# Required action
An exact printout of all the entries is required.

# Stored data
------------------------------
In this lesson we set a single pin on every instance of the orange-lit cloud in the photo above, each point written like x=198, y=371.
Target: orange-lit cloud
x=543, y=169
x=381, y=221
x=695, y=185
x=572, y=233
------------------------------
# Solution for this exercise
In this lesson we set a single pin on every instance of the orange-lit cloud in the photo above, each point written like x=198, y=371.
Target: orange-lit cloud
x=543, y=169
x=381, y=221
x=695, y=185
x=572, y=233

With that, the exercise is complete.